▸ **The problem**: All of the data below should be written out exactly.

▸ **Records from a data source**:
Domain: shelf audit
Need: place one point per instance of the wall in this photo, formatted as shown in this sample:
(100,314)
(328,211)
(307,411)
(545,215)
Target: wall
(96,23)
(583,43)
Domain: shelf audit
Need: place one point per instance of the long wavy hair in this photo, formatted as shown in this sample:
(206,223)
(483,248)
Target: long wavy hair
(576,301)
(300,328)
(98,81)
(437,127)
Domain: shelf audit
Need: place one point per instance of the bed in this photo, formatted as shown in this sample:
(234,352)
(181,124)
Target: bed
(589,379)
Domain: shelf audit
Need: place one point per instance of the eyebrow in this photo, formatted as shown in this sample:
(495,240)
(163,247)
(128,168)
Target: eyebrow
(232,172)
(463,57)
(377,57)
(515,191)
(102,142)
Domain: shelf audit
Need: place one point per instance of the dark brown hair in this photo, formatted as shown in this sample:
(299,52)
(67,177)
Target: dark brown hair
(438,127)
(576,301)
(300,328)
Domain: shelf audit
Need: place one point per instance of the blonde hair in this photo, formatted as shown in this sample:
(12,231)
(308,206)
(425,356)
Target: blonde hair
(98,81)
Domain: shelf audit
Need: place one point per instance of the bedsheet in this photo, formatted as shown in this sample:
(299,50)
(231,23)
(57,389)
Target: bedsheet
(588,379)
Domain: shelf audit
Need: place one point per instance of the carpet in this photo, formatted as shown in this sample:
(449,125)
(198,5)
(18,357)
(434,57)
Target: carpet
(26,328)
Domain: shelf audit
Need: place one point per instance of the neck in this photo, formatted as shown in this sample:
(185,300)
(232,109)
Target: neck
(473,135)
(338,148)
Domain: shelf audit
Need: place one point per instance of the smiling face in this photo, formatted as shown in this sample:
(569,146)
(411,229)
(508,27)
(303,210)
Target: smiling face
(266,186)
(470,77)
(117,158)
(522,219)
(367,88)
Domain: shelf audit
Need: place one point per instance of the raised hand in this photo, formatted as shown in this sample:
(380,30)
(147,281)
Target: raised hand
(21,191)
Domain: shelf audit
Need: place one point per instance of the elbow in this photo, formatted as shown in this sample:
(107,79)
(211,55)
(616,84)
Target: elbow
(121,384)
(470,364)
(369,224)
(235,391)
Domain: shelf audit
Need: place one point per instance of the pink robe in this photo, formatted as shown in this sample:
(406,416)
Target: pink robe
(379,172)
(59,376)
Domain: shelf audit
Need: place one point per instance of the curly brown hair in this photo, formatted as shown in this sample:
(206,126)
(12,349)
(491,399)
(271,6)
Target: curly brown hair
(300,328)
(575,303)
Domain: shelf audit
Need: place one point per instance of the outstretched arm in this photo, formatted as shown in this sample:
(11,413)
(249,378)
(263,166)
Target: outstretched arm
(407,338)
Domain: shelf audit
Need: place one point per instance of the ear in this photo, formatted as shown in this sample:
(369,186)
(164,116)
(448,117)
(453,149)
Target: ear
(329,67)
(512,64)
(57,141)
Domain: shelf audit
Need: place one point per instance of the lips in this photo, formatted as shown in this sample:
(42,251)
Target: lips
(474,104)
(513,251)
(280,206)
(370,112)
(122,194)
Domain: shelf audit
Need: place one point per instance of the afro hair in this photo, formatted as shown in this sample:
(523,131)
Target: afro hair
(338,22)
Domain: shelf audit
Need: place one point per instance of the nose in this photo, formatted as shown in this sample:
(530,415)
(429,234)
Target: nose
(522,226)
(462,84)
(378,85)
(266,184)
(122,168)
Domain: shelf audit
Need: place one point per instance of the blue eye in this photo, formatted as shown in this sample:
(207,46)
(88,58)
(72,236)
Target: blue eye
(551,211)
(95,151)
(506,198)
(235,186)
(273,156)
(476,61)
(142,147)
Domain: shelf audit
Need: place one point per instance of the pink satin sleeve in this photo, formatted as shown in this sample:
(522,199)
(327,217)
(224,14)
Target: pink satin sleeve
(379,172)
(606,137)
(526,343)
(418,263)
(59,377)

▸ **Reply**:
Domain: shelf audit
Need: place one point per instance of the wall in this photo, formatted as shown in this sample:
(100,314)
(328,211)
(307,411)
(545,215)
Target: wall
(96,23)
(583,43)
Domain: shelf audit
Need: place one point per instance of the long wavy hair in this photo, formatted as shown in this sample:
(206,223)
(483,248)
Target: long wavy hair
(576,301)
(300,328)
(98,81)
(437,127)
Domain: shelf audit
Need: place one point per instance of the bed in this photo, formatted as shown in this sample:
(234,352)
(181,124)
Target: bed
(589,379)
Domain: shelf audit
Need: place one point per instance of the eyebrow in this photo, formatted as shown in this sample:
(495,240)
(163,247)
(128,168)
Target: eyebrow
(232,172)
(463,57)
(377,57)
(515,191)
(102,142)
Domain: shelf audit
Need: place one point per instance of the dark brown hair in this photo, formatted as shown in this sample:
(299,52)
(67,177)
Target: dark brown hair
(438,127)
(576,301)
(300,328)
Domain: shelf audit
Need: place one point per instance of the blonde hair in this photo, formatted as shown in this sample:
(12,231)
(308,206)
(425,356)
Target: blonde hair
(98,81)
Domain: shelf audit
Need: place one point per instance of the bedsheet in this photo, formatted as shown in this sample:
(299,50)
(231,23)
(57,389)
Target: bedsheet
(588,379)
Domain: shelf audit
Need: place one point per instance of the carpet in this photo, formatted as shown in this sample:
(449,125)
(198,5)
(18,357)
(434,57)
Target: carpet
(26,328)
Domain: shelf audit
Need: place one point per instance of the neck in this photo, formatted as shown in this sample:
(185,300)
(232,109)
Target: neck
(473,135)
(338,148)
Domain: shelf audit
Need: place one point per instance of the smiling face in this photo, formatted as shown in this sample:
(569,146)
(411,229)
(508,27)
(303,210)
Target: smiling face
(266,186)
(470,77)
(117,158)
(522,219)
(367,88)
Domain: shelf audit
Need: place one point per instance of the raised hand in this photo, formatted as shown in this sample:
(380,30)
(147,281)
Target: raised hand
(21,191)
Domain: shelf audit
Need: place one point per instance of the elbow in this photo, formatted as shown in this sample:
(107,79)
(211,55)
(616,84)
Target: elbow
(121,384)
(470,364)
(369,224)
(235,391)
Domain: shelf audit
Need: place one point per instance of the pink robe in this photo, formatted as shown in this sample:
(406,416)
Target: pink robe
(379,172)
(59,376)
Domain: shelf audit
Need: place one point per instance of the curly brown hair in this photo, formatted as shown in this sample:
(206,126)
(12,349)
(491,399)
(271,6)
Target: curly brown hair
(300,328)
(575,303)
Domain: shelf audit
Need: place one point per instance of the outstretched arm in this photo, formatted as shown in this sample:
(11,413)
(249,378)
(263,166)
Target: outstretched arm
(407,338)
Domain: shelf audit
Need: place one point per instance of the ear in this photo, formatted as shown in this sample:
(369,186)
(164,116)
(448,117)
(453,149)
Target: ear
(329,67)
(512,64)
(57,141)
Domain: shelf audit
Need: place one point per instance of the lips in this photo, formatted as shown in this sample:
(42,251)
Target: lips
(474,104)
(513,251)
(280,206)
(370,112)
(122,194)
Domain: shelf audit
Need: place one point per instance of the afro hair in this photo, formatted as shown in this sample:
(523,131)
Target: afro hair
(338,22)
Domain: shelf audit
Need: place one point per instance of the nose in this photo, formatted as shown in this sample:
(530,415)
(429,234)
Target: nose
(522,226)
(462,84)
(378,85)
(266,184)
(122,168)
Domain: shelf audit
Need: place one point per instance of the blue eye in this photo, formatted as shown in this sample:
(207,46)
(88,58)
(72,236)
Target: blue eye
(551,211)
(95,151)
(506,198)
(235,186)
(273,156)
(476,61)
(142,147)
Domain: shelf audit
Need: place one point per instance of the pink satin sleeve in this photo, formatted as shown in this sample:
(522,199)
(327,217)
(224,14)
Target: pink satin sleeve
(379,172)
(606,137)
(526,343)
(418,263)
(59,377)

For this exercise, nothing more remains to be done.